**THE REQUEST**
Rewrite the rows from the line containing "Request: Identify every white dog" through the end of the rows, inclusive, as a JSON list of strings with one string per line and blank lines omitted.

**RECORDS FOR THE EXERCISE**
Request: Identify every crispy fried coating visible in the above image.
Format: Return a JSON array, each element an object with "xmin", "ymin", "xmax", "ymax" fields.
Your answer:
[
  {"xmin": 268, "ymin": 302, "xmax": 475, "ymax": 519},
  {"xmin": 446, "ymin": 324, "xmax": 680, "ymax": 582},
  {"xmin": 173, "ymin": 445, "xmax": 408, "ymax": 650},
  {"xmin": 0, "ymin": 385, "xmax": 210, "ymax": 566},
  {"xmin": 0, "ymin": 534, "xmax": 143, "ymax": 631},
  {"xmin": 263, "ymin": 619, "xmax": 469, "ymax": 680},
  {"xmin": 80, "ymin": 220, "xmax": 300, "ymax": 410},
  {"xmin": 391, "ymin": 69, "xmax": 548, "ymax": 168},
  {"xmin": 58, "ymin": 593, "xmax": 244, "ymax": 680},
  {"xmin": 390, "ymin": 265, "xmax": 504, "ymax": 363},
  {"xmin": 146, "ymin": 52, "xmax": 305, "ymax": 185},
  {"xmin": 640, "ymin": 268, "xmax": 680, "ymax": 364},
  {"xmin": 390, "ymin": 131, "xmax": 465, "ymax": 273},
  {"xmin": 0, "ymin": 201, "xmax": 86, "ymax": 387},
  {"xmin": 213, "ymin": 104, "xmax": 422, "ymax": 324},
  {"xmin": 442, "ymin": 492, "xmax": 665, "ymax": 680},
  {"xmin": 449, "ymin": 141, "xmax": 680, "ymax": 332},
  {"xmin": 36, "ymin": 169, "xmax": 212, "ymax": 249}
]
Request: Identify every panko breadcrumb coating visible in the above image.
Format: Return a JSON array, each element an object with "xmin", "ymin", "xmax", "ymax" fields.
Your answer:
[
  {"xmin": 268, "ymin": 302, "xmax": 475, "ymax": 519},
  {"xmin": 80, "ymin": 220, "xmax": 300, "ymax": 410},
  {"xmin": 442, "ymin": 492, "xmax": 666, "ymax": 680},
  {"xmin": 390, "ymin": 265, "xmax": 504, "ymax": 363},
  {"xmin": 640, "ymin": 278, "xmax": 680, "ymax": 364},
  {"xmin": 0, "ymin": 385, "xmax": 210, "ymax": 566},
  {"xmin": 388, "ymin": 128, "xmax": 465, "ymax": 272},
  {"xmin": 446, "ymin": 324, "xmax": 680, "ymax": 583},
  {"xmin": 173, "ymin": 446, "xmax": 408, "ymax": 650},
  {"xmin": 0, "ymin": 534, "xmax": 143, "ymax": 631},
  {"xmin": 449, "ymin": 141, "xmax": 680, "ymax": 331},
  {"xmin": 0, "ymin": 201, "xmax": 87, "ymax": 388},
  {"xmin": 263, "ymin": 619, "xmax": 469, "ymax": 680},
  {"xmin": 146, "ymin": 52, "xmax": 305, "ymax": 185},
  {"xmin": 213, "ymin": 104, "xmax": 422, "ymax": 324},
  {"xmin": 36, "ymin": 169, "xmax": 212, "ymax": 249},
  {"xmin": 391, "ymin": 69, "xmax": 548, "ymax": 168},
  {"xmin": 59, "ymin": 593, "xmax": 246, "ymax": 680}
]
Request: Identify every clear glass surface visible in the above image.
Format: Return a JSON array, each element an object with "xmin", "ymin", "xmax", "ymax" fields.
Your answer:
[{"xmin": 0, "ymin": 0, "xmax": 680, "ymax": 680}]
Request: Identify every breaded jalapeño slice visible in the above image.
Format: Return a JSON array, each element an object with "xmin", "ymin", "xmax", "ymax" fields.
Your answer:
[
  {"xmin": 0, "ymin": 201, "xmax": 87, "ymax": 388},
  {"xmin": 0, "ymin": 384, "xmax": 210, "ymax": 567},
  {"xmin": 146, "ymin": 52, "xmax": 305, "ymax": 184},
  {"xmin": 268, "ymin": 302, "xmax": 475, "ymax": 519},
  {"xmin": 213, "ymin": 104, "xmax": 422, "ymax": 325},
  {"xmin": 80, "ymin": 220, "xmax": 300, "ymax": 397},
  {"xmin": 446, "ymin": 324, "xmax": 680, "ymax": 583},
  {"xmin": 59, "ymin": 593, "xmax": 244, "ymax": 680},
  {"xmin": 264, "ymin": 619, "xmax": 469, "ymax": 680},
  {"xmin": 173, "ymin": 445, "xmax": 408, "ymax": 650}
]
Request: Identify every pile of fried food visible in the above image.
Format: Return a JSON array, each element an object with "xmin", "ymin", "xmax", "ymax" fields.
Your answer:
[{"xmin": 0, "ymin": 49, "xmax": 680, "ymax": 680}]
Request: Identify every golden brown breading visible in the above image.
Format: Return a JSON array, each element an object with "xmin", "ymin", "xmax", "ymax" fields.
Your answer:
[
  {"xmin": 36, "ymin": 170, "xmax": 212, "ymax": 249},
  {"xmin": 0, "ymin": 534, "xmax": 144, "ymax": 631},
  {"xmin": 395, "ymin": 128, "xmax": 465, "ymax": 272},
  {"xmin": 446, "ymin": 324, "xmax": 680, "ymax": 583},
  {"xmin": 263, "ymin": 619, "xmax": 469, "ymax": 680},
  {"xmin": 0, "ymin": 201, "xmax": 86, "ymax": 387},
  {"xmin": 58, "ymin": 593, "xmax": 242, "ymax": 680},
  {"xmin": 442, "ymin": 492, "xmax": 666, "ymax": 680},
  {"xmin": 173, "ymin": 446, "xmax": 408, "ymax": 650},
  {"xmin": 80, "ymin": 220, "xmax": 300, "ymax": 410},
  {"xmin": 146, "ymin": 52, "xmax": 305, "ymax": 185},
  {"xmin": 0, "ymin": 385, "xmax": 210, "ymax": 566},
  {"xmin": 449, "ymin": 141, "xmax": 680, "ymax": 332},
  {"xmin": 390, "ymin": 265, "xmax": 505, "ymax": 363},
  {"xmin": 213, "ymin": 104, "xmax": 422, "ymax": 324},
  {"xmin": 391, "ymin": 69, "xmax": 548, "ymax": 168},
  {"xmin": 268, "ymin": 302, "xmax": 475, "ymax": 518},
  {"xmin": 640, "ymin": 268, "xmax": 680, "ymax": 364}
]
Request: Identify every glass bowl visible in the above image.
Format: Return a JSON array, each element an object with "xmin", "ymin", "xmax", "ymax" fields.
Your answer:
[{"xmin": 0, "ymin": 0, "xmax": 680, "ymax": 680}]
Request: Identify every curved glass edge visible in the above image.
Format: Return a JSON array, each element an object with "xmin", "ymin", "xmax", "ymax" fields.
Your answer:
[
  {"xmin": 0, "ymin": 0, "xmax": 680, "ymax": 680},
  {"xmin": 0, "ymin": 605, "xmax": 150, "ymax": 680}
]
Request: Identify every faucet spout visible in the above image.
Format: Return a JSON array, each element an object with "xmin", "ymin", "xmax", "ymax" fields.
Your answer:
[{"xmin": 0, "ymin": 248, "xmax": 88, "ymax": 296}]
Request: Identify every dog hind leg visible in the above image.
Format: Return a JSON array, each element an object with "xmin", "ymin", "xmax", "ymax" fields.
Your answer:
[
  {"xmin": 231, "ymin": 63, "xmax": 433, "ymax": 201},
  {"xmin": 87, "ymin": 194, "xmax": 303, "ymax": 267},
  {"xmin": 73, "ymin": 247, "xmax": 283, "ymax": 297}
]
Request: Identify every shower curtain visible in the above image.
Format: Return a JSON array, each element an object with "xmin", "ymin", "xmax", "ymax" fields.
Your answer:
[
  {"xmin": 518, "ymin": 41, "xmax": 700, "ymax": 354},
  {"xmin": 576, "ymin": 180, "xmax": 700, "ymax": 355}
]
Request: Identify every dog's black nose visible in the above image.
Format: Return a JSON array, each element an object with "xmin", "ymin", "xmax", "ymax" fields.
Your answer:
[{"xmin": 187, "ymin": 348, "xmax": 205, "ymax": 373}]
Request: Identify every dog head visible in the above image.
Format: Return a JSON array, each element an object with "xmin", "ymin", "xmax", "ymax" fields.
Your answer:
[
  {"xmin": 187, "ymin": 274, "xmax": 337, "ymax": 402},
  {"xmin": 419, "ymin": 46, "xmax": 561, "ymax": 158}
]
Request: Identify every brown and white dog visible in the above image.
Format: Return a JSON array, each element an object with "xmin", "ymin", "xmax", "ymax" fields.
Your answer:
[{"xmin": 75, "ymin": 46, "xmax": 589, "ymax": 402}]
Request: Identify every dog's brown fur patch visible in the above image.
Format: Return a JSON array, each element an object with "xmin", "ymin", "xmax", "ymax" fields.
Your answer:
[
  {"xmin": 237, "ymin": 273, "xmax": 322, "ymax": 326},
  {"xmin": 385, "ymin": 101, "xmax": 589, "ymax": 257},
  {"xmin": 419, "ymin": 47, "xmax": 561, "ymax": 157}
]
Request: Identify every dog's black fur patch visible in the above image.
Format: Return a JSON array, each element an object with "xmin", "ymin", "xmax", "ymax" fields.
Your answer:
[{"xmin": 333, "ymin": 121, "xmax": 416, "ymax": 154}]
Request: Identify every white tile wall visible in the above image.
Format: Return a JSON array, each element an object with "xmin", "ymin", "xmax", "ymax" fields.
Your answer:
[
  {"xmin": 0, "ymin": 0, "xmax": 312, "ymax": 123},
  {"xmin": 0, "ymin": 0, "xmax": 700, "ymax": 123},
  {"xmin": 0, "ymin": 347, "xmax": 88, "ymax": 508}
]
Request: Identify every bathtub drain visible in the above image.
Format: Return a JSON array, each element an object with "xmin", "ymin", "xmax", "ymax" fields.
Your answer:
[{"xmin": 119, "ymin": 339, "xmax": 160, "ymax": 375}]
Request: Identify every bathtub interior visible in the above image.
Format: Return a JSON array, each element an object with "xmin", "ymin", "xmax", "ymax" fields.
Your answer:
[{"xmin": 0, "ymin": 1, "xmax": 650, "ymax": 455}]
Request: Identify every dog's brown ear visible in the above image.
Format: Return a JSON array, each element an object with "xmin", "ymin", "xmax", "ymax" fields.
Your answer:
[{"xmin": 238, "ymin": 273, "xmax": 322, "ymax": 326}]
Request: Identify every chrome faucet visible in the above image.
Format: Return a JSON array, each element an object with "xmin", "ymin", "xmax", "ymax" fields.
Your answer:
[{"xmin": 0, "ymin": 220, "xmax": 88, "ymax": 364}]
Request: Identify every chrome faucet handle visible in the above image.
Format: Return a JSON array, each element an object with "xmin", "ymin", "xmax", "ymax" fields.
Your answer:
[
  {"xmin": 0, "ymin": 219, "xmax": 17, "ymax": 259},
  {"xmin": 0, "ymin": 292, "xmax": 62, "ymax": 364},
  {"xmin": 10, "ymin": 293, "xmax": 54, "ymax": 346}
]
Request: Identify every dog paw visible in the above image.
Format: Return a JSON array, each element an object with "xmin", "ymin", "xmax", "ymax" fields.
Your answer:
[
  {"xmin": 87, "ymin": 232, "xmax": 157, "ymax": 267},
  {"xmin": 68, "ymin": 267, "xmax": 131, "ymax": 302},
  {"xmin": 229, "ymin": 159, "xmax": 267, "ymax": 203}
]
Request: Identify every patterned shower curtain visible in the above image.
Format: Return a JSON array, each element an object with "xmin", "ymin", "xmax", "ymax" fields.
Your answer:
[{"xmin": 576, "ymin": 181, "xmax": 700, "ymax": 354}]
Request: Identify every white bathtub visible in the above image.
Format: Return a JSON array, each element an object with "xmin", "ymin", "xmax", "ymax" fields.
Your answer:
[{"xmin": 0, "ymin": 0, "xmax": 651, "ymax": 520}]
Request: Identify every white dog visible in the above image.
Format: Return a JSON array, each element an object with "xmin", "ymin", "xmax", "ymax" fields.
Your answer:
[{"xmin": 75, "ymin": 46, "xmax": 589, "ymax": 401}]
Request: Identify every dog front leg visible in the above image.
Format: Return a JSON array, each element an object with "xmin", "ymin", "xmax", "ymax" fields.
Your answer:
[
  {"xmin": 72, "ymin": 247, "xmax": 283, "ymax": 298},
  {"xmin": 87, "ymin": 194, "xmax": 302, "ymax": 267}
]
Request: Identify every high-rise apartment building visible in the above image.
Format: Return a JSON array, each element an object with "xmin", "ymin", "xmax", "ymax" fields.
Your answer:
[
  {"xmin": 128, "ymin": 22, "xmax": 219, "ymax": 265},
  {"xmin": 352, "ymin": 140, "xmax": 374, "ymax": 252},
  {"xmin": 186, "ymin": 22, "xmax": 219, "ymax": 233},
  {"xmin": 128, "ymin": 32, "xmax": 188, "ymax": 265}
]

**ANSWER TO THIS TASK**
[
  "Request: Identify every white dog visible in the above image.",
  "Format: Return a JSON array, each element an object with \"xmin\", \"ymin\", \"xmax\", \"ymax\" fields.",
  "Your answer:",
  "[{\"xmin\": 75, \"ymin\": 46, \"xmax\": 589, \"ymax\": 401}]",
  "Request: Identify every dog front leg visible in the above image.",
  "Format: Return a JSON array, each element an object with \"xmin\", \"ymin\", \"xmax\", \"ymax\" fields.",
  "Your answer:",
  "[",
  "  {\"xmin\": 72, \"ymin\": 247, \"xmax\": 283, \"ymax\": 298},",
  "  {\"xmin\": 87, \"ymin\": 194, \"xmax\": 302, \"ymax\": 267}",
  "]",
  "Request: Identify every high-rise apartment building visible in the above image.",
  "Format: Return a JSON array, each element an object with \"xmin\", \"ymin\", \"xmax\", \"ymax\" fields.",
  "Your answer:",
  "[",
  "  {\"xmin\": 128, \"ymin\": 22, \"xmax\": 219, \"ymax\": 265},",
  "  {\"xmin\": 352, \"ymin\": 140, \"xmax\": 374, \"ymax\": 252},",
  "  {\"xmin\": 186, \"ymin\": 22, \"xmax\": 219, \"ymax\": 233},",
  "  {\"xmin\": 128, \"ymin\": 32, \"xmax\": 188, \"ymax\": 265}",
  "]"
]